### Supplied information
----

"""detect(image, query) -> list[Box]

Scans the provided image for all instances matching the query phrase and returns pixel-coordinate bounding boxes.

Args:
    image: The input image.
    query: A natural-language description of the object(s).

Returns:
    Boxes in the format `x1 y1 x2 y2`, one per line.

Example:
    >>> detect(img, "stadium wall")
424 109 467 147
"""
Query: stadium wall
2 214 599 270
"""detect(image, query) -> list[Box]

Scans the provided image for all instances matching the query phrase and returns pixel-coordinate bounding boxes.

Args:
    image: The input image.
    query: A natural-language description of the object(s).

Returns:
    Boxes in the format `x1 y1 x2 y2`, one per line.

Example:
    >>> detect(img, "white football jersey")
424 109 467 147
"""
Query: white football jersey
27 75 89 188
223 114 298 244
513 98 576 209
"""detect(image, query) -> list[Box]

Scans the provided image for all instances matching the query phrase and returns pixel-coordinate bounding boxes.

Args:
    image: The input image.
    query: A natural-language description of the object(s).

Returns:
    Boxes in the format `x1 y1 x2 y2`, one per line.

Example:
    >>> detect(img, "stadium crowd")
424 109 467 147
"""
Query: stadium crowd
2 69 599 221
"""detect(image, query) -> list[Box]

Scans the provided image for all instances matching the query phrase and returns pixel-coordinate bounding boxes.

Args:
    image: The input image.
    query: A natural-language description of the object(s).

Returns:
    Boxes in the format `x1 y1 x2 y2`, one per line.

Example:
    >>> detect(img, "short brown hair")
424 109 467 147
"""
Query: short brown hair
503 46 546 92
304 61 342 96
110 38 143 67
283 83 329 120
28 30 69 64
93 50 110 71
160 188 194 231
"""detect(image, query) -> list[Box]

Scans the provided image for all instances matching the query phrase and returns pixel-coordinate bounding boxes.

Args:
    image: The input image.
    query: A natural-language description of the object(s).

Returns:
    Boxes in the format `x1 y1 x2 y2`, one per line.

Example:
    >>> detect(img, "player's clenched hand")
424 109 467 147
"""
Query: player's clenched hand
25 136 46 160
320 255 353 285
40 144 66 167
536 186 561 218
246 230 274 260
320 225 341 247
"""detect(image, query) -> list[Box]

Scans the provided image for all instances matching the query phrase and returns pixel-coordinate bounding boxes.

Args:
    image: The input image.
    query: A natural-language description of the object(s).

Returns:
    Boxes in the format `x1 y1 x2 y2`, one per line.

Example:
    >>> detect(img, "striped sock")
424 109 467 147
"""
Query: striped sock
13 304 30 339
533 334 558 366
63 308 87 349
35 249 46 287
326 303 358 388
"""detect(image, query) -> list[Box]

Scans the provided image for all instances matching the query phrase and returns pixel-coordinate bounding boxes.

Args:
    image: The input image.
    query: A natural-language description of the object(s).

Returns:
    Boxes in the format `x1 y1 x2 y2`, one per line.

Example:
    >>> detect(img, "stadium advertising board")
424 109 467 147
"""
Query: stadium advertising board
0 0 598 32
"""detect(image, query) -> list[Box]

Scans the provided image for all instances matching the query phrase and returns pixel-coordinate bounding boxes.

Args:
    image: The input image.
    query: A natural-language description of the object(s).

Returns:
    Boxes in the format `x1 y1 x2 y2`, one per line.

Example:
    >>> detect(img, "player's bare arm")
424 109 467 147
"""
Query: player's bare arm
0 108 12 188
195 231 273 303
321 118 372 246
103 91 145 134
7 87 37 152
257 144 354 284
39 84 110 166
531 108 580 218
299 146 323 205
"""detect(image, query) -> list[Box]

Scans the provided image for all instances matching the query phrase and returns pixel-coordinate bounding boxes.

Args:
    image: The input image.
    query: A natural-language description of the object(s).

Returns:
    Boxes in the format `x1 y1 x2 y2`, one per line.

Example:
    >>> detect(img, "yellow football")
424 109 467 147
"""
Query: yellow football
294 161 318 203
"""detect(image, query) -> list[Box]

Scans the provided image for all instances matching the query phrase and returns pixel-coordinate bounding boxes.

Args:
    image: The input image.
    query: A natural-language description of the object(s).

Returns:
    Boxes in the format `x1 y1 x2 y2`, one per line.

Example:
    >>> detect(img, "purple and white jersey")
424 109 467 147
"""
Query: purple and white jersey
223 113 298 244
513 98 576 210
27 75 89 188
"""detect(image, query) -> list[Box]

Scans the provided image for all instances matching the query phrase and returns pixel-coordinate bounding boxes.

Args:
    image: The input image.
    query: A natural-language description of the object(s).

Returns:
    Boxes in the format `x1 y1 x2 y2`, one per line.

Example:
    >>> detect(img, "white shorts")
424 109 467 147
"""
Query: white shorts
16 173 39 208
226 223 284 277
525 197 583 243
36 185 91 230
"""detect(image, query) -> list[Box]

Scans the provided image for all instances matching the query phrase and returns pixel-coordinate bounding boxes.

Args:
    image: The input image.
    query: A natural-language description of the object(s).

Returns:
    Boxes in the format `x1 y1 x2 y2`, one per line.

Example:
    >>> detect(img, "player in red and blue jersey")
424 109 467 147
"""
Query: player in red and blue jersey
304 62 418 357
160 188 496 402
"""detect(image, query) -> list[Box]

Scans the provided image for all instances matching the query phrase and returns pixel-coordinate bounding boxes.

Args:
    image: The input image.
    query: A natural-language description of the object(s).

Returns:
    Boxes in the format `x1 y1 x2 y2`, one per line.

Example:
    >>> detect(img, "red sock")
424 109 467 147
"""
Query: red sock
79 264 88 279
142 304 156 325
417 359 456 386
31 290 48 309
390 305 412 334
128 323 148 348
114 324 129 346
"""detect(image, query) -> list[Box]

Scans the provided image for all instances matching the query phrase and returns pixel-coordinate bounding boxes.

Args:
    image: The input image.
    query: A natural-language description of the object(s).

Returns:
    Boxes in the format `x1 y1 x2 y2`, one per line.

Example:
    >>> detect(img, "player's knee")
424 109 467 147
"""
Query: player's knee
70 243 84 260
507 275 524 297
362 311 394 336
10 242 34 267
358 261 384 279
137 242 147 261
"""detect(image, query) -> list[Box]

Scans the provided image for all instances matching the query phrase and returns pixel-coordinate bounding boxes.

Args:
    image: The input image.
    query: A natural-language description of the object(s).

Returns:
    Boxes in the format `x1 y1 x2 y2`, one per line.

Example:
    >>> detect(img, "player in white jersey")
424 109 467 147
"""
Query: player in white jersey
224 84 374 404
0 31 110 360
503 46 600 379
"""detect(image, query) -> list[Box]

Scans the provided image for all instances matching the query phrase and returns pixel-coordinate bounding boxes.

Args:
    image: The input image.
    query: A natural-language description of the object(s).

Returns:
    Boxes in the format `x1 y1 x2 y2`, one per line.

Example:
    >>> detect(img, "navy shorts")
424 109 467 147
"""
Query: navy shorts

----

### The task
Would you please give the number of lines in the data above that contain the string "navy"? Reply with that number only.

### Output below
2